RE: The death of the RTB model

From: Dick Fischer <dickfischer@verizon.net>
Date: Sun Feb 19 2006 - 11:29:54 EST

Hi Terry, you wrote:
 
And, frankly, I have to side with Dick Fischer and the issues raised by
Davis Young's article a few years ago-- it's hard to put a Biblical Adam
into either one of the timeframes, all evidences of pre-neolithic human
characteristics notwithstanding. That doesn't mean I necessarily endorse
Dick's solution, but putting Adam much earlier than 10,000 BC has its
own difficulties.
 
There are some obvious references to southern Mesopotamia in Genesis.
This one is hard to refute.
 
The Accadians and the Sumerians date to no earlier than 4000 BC in
southern Mesopotamia. In early Accadian writing they had a triad of
gods. Ilu was the father god, and ilu is the root of the Hebrew el and
the Islamic allah. Due to Sumerian influence ilu was corrupted over
time to Anu under influence of the Sumerian An who was their father-god.
The second in the Accadian hierarchy was Ea whom the Sumerians adopted
as Enki, meaning lord of the earth. The third Accadian god was Enlil
meaning lord of the air, breath or spirit.
 
Over the centuries the Accadians began to adopt some of the Sumerian
pantheon of 3,000 to 4,000 gods. Ishtar was the goddess of love,
Shamash was the son god, and so on until the flood or no later than
Abraham where they had become monotheistic.
 
The en prefix in Sumerian means lord or king. Thus you see in the
Sumerian king list, Enmengallana, Ensipsiana, Enmenduranki, and so
forth. Now notice that Adam's two grandsons also have the en prefix -
Enoch and Enosh, indicating that they were kings in their respective
cities. Thus when Cain named the city after his son Enoch he was
confirming that his son reigned over that city.
 
The en- prefix in the names of Adam's grandsons places Adam's immediate
family in the southern Mesopotamian environment and dates them to no
earlier than 7,000 years ago.

STORED DATA:
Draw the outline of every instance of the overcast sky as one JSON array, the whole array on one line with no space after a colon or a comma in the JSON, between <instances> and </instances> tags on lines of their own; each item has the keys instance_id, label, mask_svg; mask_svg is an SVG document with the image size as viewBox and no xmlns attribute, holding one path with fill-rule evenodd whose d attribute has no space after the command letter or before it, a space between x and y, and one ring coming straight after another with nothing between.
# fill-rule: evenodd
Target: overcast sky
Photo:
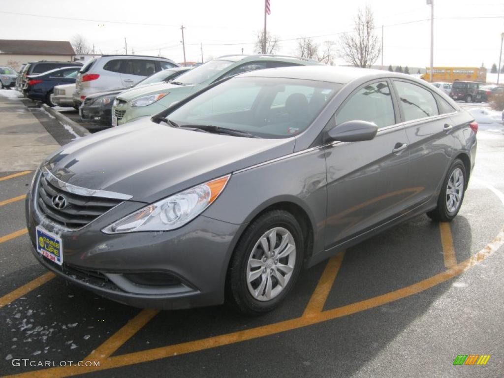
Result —
<instances>
[{"instance_id":1,"label":"overcast sky","mask_svg":"<svg viewBox=\"0 0 504 378\"><path fill-rule=\"evenodd\" d=\"M434 0L435 66L479 66L498 64L500 33L504 32L502 0ZM351 30L359 7L368 5L380 38L384 28L384 64L425 67L429 65L430 7L425 0L271 0L268 29L281 40L318 36L322 43L337 43L341 33ZM2 14L0 39L69 40L80 34L99 53L162 55L183 60L180 25L183 24L188 61L225 54L254 52L254 42L263 28L264 0L115 1L56 0L3 1L0 11L39 17ZM50 16L96 21L55 19ZM454 18L481 17L463 19ZM100 21L99 22L98 21ZM121 23L138 23L133 25ZM411 22L405 25L396 25ZM103 26L99 25L103 24ZM159 24L152 25L148 24ZM295 41L281 42L279 52L295 54ZM339 64L344 62L341 59ZM376 64L381 64L379 58Z\"/></svg>"}]
</instances>

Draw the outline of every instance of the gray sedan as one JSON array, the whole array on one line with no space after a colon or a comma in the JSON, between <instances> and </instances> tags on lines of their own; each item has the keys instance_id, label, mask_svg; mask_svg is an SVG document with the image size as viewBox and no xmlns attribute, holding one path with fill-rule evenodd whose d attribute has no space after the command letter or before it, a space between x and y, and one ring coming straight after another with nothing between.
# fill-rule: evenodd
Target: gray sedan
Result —
<instances>
[{"instance_id":1,"label":"gray sedan","mask_svg":"<svg viewBox=\"0 0 504 378\"><path fill-rule=\"evenodd\" d=\"M250 72L79 139L27 196L35 258L140 307L260 314L309 267L426 213L449 221L478 124L436 88L326 66Z\"/></svg>"}]
</instances>

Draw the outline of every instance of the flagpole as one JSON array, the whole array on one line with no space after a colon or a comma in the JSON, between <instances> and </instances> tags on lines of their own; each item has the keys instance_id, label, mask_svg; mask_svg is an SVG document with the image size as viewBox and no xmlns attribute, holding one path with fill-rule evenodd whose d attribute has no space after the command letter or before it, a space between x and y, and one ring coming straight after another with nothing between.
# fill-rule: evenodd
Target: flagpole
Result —
<instances>
[{"instance_id":1,"label":"flagpole","mask_svg":"<svg viewBox=\"0 0 504 378\"><path fill-rule=\"evenodd\" d=\"M266 2L264 0L264 34L263 35L263 53L266 53Z\"/></svg>"}]
</instances>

QUESTIONS:
- a) In the email about Adam and southern Mesopotamia, write out word for word the part that opens with the words containing "This one is" and closes with "was their father-god.".
- b) Continue the email about Adam and southern Mesopotamia from its last sentence.
The material has no role in this exercise.

ANSWERS TO EACH TASK:
- a)
This one is hard to refute.
 
The Accadians and the Sumerians date to no earlier than 4000 BC in
southern Mesopotamia. In early Accadian writing they had a triad of
gods. Ilu was the father god, and ilu is the root of the Hebrew el and
the Islamic allah. Due to Sumerian influence ilu was corrupted over
time to Anu under influence of the Sumerian An who was their father-god.

- b)
Dick Fischer
~Dick Fischer~ Genesis Proclaimed Association
Finding Harmony in Bible, Science, and History
 <http://www.genesisproclaimed.org> www.genesisproclaimed.org
 
-----Original Message-----
From: asa-owner@lists.calvin.edu [mailto:asa-owner@lists.calvin.edu] On
Behalf Of Terry M. Gray
Sent: Saturday, February 18, 2006 1:37 PM
To: asa@calvin.edu
Subject: Re: The death of the RTB model
 
Glenn,
 
What impact does occasional or rare interbreeding have on these models?
This may be the human evolution version of "horizontal gene transfer".
Can one interbreeding event result in loci getting fixed and confusing
the conclusion? Sure, you can rule out the view that there was total
replacement with no incorporation of genetic information from previous
populations. So, given the evidence, we may be able to rule out the null
hypothesis, but what happens to near null hypotheses?
 
Similarly, I'm reminded, with all of Rich Fausette's continued
enthusiasm for the genetic purity of the Jews, that Tamar, Rahab, Ruth,
Bathsheba, all in the lineage of Christ, were non-Jews.
 
There's an interesting discussion in Dawkin's The Ancestor's Tale about
the impact of a single, yet highly successful (in terms of progeny
produced) interbreeding event, such that even highly isolated
populations look genetically connected to the main population. I haven't
totally wrapped my mind around it yet, but it suggests that sometimes
these results can be readily obfuscated.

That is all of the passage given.